* **Operazioni da svolgere**
[1] Riscrivi il brano sul detenuto italiano in Egitto, tutto il tratto da "C’è un italiano" fino a "carcere di Tora.", e sostituisci "Badr" con "Wadi Natrun".
[2] Stabilisci se le seguenti affermazioni concordano con il brano sul detenuto italiano in Egitto. Per ciascuna rispondi sì o no e cita le parole del brano che lo dimostrano: (a) Luigi Giacomo Passeri ha 31 anni; (b) il carcere di Badr è stato inaugurato nel 2020; (c) Luigi Giacomo Passeri è detenuto per omicidio.
[3] Prosegui il brano sul detenuto italiano in Egitto a partire dal punto in cui si interrompe.

* **Brano riportato**

■ ■ ■ ■ ■ ■ ■

C’è un italiano dimenticato nelle carceri egiziane. Si chiama Luigi Giacomo Passeri, ha 31 anni, ed è detenuto da quasi un anno per possesso di una piccola quantità di marijuana. La sua storia è l’ennesimo capitolo di una saga di indifferenza e abbandono che il nostro Paese riserva ai suoi cittadini in difficoltà all’estero. Ma non a tutti, a dire il vero.Mentre il governo si affanna per rimpatriare Chico Forti, condannato negli Usa per omicidio, Luigi langue in una cella del carcere di Badr, 65 km a est del Cairo. Un Centro di correzione e riabilitazione inaugurato in pompa magna da Al-Sisi nel 2022, ma che in pochi mesi si è guadagnato la stessa terribile reputazione del famigerato carcere di Tora.

■ ■ ■ ■ ■ ■ ■

* **Dati forniti**
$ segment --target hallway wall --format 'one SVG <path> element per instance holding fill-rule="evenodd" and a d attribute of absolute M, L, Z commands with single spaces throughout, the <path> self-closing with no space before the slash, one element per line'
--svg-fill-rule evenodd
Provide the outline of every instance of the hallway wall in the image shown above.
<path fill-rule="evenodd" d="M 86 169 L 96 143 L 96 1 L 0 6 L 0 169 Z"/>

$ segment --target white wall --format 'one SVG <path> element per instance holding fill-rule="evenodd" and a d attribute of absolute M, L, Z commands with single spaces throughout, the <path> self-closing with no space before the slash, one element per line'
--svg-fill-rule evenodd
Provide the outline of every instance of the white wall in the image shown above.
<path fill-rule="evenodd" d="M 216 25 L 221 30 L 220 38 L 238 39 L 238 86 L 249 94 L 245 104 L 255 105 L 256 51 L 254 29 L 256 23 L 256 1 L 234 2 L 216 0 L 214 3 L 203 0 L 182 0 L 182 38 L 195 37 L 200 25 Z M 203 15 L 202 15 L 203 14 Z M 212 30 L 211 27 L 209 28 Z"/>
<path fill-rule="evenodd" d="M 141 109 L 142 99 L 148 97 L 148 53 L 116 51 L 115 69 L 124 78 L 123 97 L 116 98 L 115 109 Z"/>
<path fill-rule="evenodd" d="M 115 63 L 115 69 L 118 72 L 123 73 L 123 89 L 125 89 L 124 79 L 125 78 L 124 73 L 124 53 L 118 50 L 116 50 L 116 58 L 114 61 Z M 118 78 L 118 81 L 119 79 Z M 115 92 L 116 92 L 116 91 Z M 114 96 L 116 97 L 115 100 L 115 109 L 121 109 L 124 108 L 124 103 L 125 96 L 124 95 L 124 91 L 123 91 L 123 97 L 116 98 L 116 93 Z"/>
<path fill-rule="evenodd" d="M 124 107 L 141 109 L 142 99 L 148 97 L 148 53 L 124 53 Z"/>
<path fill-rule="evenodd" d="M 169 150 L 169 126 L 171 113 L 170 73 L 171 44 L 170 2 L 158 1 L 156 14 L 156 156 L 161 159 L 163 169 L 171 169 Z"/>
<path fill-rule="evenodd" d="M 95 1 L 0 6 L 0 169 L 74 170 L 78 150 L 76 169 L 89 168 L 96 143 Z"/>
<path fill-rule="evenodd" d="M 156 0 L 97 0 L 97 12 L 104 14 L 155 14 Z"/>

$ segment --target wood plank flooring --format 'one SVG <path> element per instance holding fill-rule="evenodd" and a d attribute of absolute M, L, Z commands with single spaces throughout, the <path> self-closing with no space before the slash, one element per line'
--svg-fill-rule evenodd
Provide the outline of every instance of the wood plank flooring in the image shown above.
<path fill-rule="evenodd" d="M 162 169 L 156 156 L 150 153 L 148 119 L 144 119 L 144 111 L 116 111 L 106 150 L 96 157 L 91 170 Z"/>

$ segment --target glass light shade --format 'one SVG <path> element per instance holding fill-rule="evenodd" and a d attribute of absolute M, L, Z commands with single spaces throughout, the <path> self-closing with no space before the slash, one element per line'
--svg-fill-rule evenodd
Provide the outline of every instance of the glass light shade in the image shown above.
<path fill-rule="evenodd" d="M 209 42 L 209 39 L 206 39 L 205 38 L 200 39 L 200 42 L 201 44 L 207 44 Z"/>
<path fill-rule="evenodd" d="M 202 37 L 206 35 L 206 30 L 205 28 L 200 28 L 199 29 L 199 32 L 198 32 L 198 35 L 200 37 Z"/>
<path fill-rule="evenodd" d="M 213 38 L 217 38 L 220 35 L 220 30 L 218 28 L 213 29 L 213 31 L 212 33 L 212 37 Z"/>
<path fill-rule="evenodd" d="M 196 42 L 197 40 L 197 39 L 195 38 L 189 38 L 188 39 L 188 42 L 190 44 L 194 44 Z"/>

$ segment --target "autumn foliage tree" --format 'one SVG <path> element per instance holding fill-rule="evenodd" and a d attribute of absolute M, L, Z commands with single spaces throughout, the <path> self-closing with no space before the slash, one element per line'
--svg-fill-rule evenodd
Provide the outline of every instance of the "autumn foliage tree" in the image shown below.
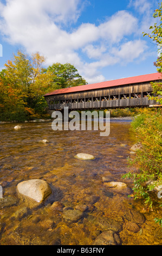
<path fill-rule="evenodd" d="M 78 73 L 77 70 L 70 63 L 53 63 L 46 71 L 52 74 L 53 83 L 57 89 L 87 84 L 86 80 Z"/>
<path fill-rule="evenodd" d="M 46 114 L 43 95 L 56 89 L 50 71 L 44 72 L 46 59 L 38 53 L 28 56 L 20 51 L 0 74 L 0 118 L 23 121 Z"/>

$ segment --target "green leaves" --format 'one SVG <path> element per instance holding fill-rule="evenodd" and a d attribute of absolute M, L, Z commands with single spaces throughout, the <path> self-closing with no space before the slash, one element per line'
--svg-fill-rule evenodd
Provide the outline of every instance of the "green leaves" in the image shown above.
<path fill-rule="evenodd" d="M 57 89 L 72 87 L 86 84 L 86 80 L 82 78 L 77 69 L 69 63 L 62 64 L 53 63 L 45 71 L 51 73 L 53 81 Z"/>

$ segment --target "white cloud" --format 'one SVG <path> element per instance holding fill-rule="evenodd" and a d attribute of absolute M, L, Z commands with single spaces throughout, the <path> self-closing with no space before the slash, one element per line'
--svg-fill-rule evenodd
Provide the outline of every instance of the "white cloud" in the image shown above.
<path fill-rule="evenodd" d="M 135 2 L 137 8 L 138 0 Z M 125 10 L 118 11 L 98 26 L 86 23 L 73 30 L 71 27 L 70 32 L 66 31 L 69 22 L 76 22 L 84 3 L 8 0 L 5 5 L 0 5 L 1 33 L 10 44 L 22 45 L 29 53 L 40 52 L 47 57 L 47 65 L 68 62 L 89 83 L 104 81 L 100 69 L 124 58 L 132 61 L 144 52 L 146 45 L 142 40 L 124 42 L 138 27 L 137 19 Z"/>
<path fill-rule="evenodd" d="M 102 38 L 116 43 L 124 36 L 134 32 L 137 25 L 137 19 L 122 10 L 115 14 L 107 22 L 101 24 L 99 28 Z"/>
<path fill-rule="evenodd" d="M 145 41 L 135 40 L 124 44 L 119 49 L 113 48 L 112 52 L 119 57 L 124 63 L 127 63 L 139 58 L 147 48 Z"/>

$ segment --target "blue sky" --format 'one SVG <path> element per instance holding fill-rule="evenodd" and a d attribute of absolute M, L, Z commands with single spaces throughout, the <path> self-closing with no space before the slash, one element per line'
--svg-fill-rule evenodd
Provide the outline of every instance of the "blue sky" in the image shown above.
<path fill-rule="evenodd" d="M 0 0 L 0 69 L 20 49 L 71 63 L 88 83 L 155 72 L 157 46 L 142 32 L 158 2 Z"/>

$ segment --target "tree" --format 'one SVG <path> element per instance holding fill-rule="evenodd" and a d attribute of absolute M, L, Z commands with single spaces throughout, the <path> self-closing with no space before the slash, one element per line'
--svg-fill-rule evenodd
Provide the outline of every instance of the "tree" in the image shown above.
<path fill-rule="evenodd" d="M 56 84 L 57 89 L 87 84 L 86 80 L 79 75 L 77 70 L 69 63 L 54 63 L 46 71 L 52 73 L 53 83 Z"/>
<path fill-rule="evenodd" d="M 150 38 L 155 42 L 158 50 L 158 57 L 154 64 L 157 67 L 157 71 L 162 74 L 162 2 L 159 5 L 159 9 L 157 9 L 153 16 L 160 20 L 159 25 L 155 23 L 154 26 L 151 26 L 150 29 L 152 30 L 151 34 L 144 33 L 144 36 L 148 35 Z M 153 88 L 153 93 L 157 94 L 156 96 L 152 96 L 151 99 L 154 99 L 162 105 L 162 83 L 151 83 Z"/>
<path fill-rule="evenodd" d="M 23 119 L 26 116 L 39 118 L 45 113 L 47 102 L 43 95 L 56 89 L 51 74 L 44 72 L 45 60 L 38 52 L 29 57 L 18 51 L 17 55 L 14 54 L 13 59 L 5 64 L 0 78 L 1 102 L 5 103 L 1 112 L 5 112 L 9 120 L 15 120 L 15 115 L 18 116 L 16 119 L 22 120 L 22 117 L 18 117 L 20 113 Z"/>

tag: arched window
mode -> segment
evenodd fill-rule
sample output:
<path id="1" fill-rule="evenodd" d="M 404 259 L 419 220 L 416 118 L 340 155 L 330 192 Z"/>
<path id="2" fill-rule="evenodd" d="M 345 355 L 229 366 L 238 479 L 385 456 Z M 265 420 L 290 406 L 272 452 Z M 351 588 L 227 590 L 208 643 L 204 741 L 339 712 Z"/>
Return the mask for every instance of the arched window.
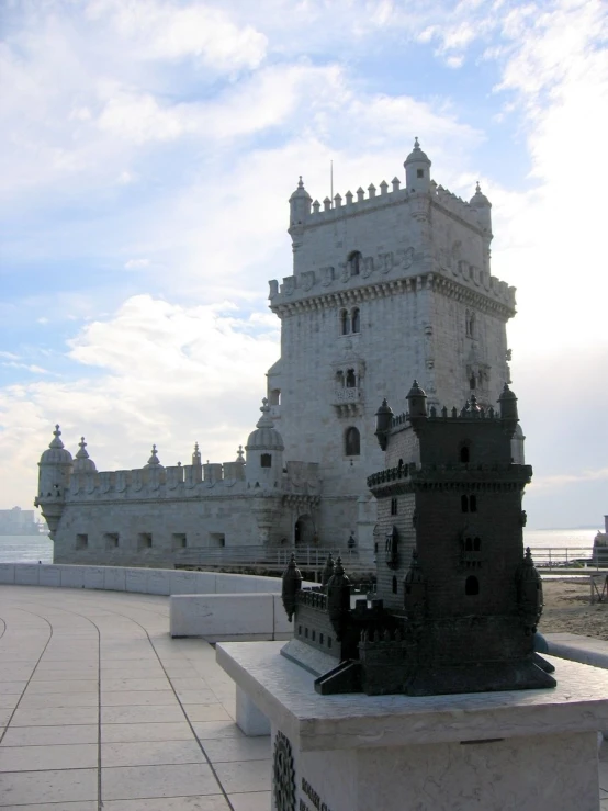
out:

■ ■ ■ ■ ■ ■ ■

* **Risposte alla prova**
[1]
C’è un italiano dimenticato nelle carceri egiziane. Si chiama Luigi Giacomo Passeri, ha 31 anni, ed è detenuto da quasi un anno per possesso di una piccola quantità di marijuana. La sua storia è l’ennesimo capitolo di una saga di indifferenza e abbandono che il nostro Paese riserva ai suoi cittadini in difficoltà all’estero. Ma non a tutti, a dire il vero.Mentre il governo si affanna per rimpatriare Chico Forti, condannato negli Usa per omicidio, Luigi langue in una cella del carcere di Wadi Natrun, 65 km a est del Cairo. Un Centro di correzione e riabilitazione inaugurato in pompa magna da Al-Sisi nel 2022, ma che in pochi mesi si è guadagnato la stessa terribile reputazione del famigerato carcere di Tora.

[2]
(a) Sì: "ha 31 anni".
(b) No: "inaugurato in pompa magna da Al-Sisi nel 2022".
(c) No: "è detenuto da quasi un anno per possesso di una piccola quantità di marijuana".

[3]
Silenzio assordante
La colpa di Luigi è un piccolo quantitativo di marijuana durante una vacanza in Egitto nell’agosto 2023. Da allora, è iniziato il suo calvario: carcerazione preventiva, torture, un’operazione all’appendice seguita da abbandono medico, udienze continuamente rinviate. L’ultima, il 22 maggio, è saltata per mancanza di un interprete. Kafkiano. Ma ciò che più colpisce è il silenzio assordante delle nostre istituzioni. Vincolate dagli accordi energetici stretti con il governo di Al Sisi. La famiglia Passeri, disperata, ha lanciato una raccolta fondi su GoFundMe per pagare le spese legali. L’avvocato egiziano chiede 30 mila dollari, una cifra esorbitante ma “ragionevole rispetto ai 70 mila richiesti dall’ambasciata italiana”. Come se non bastasse l’abbandono, ci si mette anche il cinismo burocratico.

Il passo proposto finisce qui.